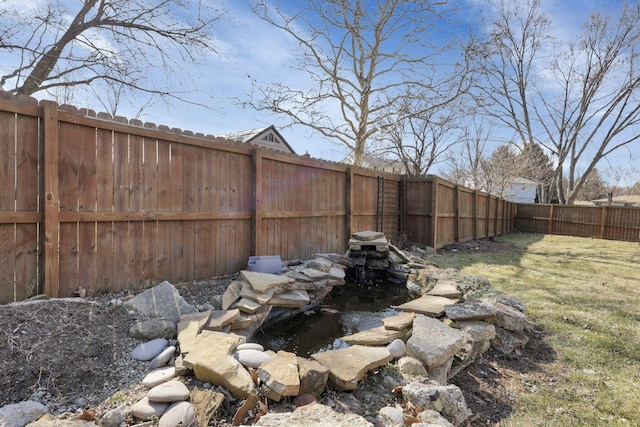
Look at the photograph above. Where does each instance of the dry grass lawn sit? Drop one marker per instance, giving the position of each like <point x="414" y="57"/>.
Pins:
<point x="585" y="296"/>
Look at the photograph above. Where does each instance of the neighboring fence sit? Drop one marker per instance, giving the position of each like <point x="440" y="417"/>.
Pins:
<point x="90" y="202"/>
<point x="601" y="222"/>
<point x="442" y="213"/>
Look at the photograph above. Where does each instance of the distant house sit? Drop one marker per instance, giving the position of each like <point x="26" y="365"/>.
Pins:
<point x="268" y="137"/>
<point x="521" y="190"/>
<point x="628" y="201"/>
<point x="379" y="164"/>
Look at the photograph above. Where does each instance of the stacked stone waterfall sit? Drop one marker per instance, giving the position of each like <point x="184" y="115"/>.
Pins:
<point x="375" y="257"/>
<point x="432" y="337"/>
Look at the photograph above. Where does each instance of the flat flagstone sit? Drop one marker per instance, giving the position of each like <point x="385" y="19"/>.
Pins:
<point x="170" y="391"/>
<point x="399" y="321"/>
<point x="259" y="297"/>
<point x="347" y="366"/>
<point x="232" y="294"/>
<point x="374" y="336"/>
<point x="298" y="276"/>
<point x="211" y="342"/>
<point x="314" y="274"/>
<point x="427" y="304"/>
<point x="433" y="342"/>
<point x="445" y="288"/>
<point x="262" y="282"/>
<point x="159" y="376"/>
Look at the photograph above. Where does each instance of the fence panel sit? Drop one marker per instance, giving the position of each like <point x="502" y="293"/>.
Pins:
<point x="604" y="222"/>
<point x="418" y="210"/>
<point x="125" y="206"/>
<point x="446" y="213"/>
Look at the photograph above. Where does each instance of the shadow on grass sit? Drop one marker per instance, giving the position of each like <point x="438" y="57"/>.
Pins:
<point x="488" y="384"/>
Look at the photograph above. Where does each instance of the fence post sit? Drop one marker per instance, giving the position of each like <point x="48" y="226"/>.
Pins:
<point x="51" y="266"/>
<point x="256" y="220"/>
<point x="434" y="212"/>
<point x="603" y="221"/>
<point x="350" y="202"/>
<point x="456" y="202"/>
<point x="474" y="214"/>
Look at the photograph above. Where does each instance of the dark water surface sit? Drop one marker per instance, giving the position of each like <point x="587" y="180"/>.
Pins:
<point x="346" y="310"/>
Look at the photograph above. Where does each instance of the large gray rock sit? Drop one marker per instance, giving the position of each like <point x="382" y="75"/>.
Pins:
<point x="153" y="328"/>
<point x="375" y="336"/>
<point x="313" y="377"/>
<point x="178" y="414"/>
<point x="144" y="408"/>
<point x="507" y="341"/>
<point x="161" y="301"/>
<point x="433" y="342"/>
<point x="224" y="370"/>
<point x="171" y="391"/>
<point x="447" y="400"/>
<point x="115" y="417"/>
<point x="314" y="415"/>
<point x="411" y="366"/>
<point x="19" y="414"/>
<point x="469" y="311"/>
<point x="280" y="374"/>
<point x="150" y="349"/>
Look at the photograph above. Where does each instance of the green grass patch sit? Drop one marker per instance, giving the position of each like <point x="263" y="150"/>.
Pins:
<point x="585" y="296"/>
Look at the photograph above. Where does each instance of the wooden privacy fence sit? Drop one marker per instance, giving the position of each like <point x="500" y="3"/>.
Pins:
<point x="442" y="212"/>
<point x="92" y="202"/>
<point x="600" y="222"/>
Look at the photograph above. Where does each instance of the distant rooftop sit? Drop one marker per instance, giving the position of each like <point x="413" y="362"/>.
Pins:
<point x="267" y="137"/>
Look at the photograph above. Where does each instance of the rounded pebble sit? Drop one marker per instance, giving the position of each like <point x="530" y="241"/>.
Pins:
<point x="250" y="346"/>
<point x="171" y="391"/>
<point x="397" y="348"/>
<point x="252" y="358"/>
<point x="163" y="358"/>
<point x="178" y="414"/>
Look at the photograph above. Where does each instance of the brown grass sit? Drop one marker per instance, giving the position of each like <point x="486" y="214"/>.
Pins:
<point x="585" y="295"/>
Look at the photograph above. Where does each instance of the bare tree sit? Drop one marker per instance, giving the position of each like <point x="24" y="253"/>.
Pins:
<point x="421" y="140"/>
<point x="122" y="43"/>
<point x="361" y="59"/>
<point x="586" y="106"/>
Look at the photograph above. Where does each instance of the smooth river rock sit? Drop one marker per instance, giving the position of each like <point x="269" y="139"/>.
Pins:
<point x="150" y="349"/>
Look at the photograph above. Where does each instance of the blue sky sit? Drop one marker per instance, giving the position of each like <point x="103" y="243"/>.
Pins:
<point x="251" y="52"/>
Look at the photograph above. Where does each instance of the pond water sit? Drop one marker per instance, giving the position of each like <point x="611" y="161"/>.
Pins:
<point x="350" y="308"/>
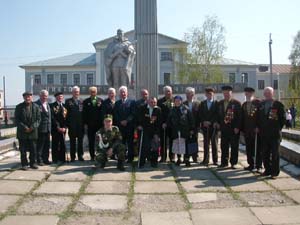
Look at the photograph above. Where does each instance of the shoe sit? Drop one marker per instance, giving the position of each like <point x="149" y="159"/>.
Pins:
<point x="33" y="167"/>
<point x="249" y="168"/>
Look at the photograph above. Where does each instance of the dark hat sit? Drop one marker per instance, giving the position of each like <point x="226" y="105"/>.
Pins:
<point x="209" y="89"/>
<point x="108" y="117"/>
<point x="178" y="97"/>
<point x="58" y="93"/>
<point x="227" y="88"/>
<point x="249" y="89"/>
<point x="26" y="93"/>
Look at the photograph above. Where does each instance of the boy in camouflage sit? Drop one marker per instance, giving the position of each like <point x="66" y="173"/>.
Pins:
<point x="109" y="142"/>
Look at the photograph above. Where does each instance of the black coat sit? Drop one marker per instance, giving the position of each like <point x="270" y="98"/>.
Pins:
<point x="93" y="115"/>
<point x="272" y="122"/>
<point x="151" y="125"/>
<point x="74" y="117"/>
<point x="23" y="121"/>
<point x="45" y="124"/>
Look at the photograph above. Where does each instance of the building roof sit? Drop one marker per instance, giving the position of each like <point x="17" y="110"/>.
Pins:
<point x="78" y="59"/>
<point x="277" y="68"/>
- - - - - - -
PROBLEM REQUIREMENTS> Repeat all of the records verbatim, leaving out the pictures.

SOLUTION BELOW>
Look at the photograph above. Where does each instance of the dry grass lawn sit? Drop one marker per instance, giving the position of each like <point x="414" y="57"/>.
Pins:
<point x="585" y="296"/>
Look at the photograph above. Where does each instance of the neighboring fence sit? Drop one marker per instance, giving the position of each like <point x="440" y="417"/>.
Pins:
<point x="90" y="202"/>
<point x="601" y="222"/>
<point x="442" y="213"/>
Look at the photograph above. Where does each instance of the distant house sit? Drop one marker per instance, giving the position of each like <point x="26" y="365"/>.
Pins:
<point x="268" y="137"/>
<point x="521" y="190"/>
<point x="628" y="201"/>
<point x="379" y="164"/>
Look at the photograph above. Where does each instance of the stacked stone waterfall sit? Drop one marker per instance, giving the position of each like <point x="184" y="115"/>.
Pins:
<point x="375" y="257"/>
<point x="432" y="337"/>
Look at the photograph above. Where does each instance of the flat flagstone sit? Drop one marker per instance, giving the position of each like <point x="385" y="19"/>.
Pins:
<point x="170" y="391"/>
<point x="399" y="321"/>
<point x="259" y="297"/>
<point x="347" y="366"/>
<point x="232" y="294"/>
<point x="374" y="336"/>
<point x="298" y="276"/>
<point x="211" y="342"/>
<point x="314" y="274"/>
<point x="427" y="304"/>
<point x="433" y="342"/>
<point x="445" y="288"/>
<point x="262" y="282"/>
<point x="159" y="376"/>
Look at the photograph above. Where does each instance of the fence panel sit? Drop one marker per instance, giving the position of each like <point x="502" y="293"/>.
Pins:
<point x="604" y="222"/>
<point x="418" y="210"/>
<point x="125" y="206"/>
<point x="446" y="213"/>
Look at the photograph above. Where does each instance of the shadow on grass sit? Drop one marker per instance, giving the position of each like <point x="438" y="57"/>.
Pins:
<point x="488" y="384"/>
Look at the photograph above. Where does each instance of the fence post sit? Drop one marker per instance, giving the position of each like <point x="48" y="226"/>.
Pins:
<point x="51" y="266"/>
<point x="256" y="220"/>
<point x="434" y="212"/>
<point x="603" y="221"/>
<point x="350" y="202"/>
<point x="456" y="202"/>
<point x="474" y="214"/>
Look at the photograph above. Where does each instance of the dark water surface sit? Drop one marker per instance, giving the position of each like <point x="587" y="180"/>.
Pins:
<point x="346" y="310"/>
Look at the photograph above. Where does each instance of the large gray rock sit? Drop one marker per instance, giving the position of each like <point x="382" y="75"/>.
Pins:
<point x="153" y="328"/>
<point x="375" y="336"/>
<point x="313" y="377"/>
<point x="178" y="414"/>
<point x="144" y="408"/>
<point x="507" y="341"/>
<point x="161" y="301"/>
<point x="433" y="342"/>
<point x="224" y="370"/>
<point x="171" y="391"/>
<point x="447" y="400"/>
<point x="115" y="417"/>
<point x="314" y="415"/>
<point x="411" y="366"/>
<point x="19" y="414"/>
<point x="469" y="311"/>
<point x="280" y="374"/>
<point x="150" y="349"/>
Look at the photograph above. Where does each instance of the green grass patch sit? Drop one marker per instance, giving the position of each like <point x="263" y="150"/>.
Pins:
<point x="585" y="296"/>
Look at the photograph above. Where does each instance of the wooden privacy fence sit? Drop one marker per instance, giving the position of each like <point x="500" y="3"/>.
Pins:
<point x="442" y="212"/>
<point x="92" y="202"/>
<point x="600" y="222"/>
Look at the photograph above. Where does each instance of the distant rooftop sit? Drop one marker per instance, giving the position of each like <point x="413" y="362"/>.
Pins:
<point x="267" y="137"/>
Look at the photograph above. Where does each instance of the rounded pebble sit? Drop one marker per instance, giving the position of each like <point x="530" y="241"/>.
Pins:
<point x="250" y="346"/>
<point x="171" y="391"/>
<point x="397" y="348"/>
<point x="252" y="358"/>
<point x="163" y="358"/>
<point x="178" y="414"/>
Look at the photograph above. Where does each instance of the brown grass sit? Drop one marker per instance, giving the position of each like <point x="486" y="214"/>.
Pins:
<point x="585" y="295"/>
Look at the photograph above. Where does each instance of the bare tree sit? Drop one marker per instance, giving the position of each like <point x="24" y="253"/>.
Pins:
<point x="421" y="140"/>
<point x="122" y="43"/>
<point x="361" y="59"/>
<point x="586" y="106"/>
Look at the photograph above. Where does each instance of the smooth river rock sit? Drop one marker per instance, giving the position of each like <point x="269" y="139"/>.
Pins:
<point x="150" y="349"/>
Look at the photograph above. Where does each instance of the blue sky sit? Drop one marker per instance, giving the position of each like <point x="103" y="243"/>.
Pins:
<point x="251" y="52"/>
Look at the photograph above. Where does each instance of the pond water sit? Drop one marker per instance, giving the position of each like <point x="611" y="161"/>.
Pins:
<point x="350" y="308"/>
Look at the photograph above. Where does each instance of the shoe sit? Drop one marker per instance, giving the position of each like <point x="149" y="159"/>.
Pins:
<point x="33" y="167"/>
<point x="249" y="168"/>
Look at the photograph above. Where does each instance of the dark hat sit? Drop one marker per instance, giving the position of each like <point x="226" y="105"/>.
Pins:
<point x="209" y="89"/>
<point x="108" y="117"/>
<point x="178" y="97"/>
<point x="58" y="93"/>
<point x="227" y="88"/>
<point x="249" y="89"/>
<point x="26" y="93"/>
Look at the photograph above. Where does each instance of the boy in camouflage sit? Drop one marker per instance, giving the position of each like <point x="66" y="173"/>.
Pins:
<point x="109" y="142"/>
Look at the photograph above. Where does each instance of the black coat sit? Drop one marker per instance, giving the position of each like <point x="270" y="98"/>.
Pins:
<point x="93" y="115"/>
<point x="272" y="122"/>
<point x="151" y="125"/>
<point x="74" y="117"/>
<point x="23" y="121"/>
<point x="45" y="124"/>
Look at the photograph above. Where does each instance of the building roof sit? Drop one marker per instance, giving the position of each like <point x="17" y="110"/>.
Pins:
<point x="78" y="59"/>
<point x="277" y="68"/>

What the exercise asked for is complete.